• **YOUR INSTRUCTIONS**
Identify each line in the data below that contains the word "white" and copy those lines out.

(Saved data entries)

┄┄┄┄┄┄┄┄┄┄┄┄┄┄┄┄┄┄┄┄

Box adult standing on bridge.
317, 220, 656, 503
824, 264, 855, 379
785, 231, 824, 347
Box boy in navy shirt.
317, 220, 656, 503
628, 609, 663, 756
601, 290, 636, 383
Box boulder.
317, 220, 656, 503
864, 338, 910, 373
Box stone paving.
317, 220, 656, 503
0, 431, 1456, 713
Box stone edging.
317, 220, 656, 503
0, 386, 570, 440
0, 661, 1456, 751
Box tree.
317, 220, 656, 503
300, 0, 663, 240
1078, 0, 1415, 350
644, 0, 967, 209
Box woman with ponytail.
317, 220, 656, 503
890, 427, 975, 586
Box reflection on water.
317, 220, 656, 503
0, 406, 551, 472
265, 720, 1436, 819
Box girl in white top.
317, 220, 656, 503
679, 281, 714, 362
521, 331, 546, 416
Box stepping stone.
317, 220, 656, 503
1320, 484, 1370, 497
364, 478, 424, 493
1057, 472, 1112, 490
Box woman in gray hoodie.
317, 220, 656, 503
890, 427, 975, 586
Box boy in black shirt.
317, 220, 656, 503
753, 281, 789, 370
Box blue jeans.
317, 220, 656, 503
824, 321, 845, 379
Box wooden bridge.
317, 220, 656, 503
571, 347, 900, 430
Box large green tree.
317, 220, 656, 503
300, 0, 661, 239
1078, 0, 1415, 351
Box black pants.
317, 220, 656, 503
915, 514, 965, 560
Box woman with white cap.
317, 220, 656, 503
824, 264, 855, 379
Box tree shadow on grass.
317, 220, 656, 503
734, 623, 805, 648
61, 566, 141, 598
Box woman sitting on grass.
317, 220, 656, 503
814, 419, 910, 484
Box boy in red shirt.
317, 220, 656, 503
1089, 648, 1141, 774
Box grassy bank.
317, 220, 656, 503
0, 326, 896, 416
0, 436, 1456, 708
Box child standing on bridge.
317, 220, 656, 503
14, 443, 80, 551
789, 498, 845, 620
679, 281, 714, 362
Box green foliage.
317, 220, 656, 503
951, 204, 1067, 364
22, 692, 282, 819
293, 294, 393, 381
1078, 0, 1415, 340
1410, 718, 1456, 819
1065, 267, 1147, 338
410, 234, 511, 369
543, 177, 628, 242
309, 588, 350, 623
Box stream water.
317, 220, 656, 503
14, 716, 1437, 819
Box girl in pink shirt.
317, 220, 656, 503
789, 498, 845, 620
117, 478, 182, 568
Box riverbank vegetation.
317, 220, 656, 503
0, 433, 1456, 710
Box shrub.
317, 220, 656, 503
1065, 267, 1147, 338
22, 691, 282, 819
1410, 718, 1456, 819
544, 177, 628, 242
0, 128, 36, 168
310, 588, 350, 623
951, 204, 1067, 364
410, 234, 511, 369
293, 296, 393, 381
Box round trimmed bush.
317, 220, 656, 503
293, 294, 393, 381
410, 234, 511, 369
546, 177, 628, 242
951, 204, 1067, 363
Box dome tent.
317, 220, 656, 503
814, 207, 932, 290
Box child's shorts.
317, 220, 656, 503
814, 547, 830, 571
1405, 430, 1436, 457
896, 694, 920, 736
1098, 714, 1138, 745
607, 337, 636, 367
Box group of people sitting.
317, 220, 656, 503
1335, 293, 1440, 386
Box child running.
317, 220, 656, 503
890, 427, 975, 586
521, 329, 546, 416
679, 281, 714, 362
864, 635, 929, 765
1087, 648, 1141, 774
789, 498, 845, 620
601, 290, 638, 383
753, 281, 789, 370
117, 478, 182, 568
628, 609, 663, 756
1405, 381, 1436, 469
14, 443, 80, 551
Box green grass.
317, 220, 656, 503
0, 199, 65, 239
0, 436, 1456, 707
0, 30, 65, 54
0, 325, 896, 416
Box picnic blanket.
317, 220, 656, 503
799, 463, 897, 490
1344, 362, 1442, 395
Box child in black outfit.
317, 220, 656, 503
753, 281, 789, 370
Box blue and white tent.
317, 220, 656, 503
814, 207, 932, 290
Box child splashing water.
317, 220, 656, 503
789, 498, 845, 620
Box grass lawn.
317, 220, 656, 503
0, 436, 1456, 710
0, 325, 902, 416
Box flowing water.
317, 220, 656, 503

┄┄┄┄┄┄┄┄┄┄┄┄┄┄┄┄┄┄┄┄

• **OUTPUT**
Box girl in white top.
Box woman with white cap.
Box blue and white tent.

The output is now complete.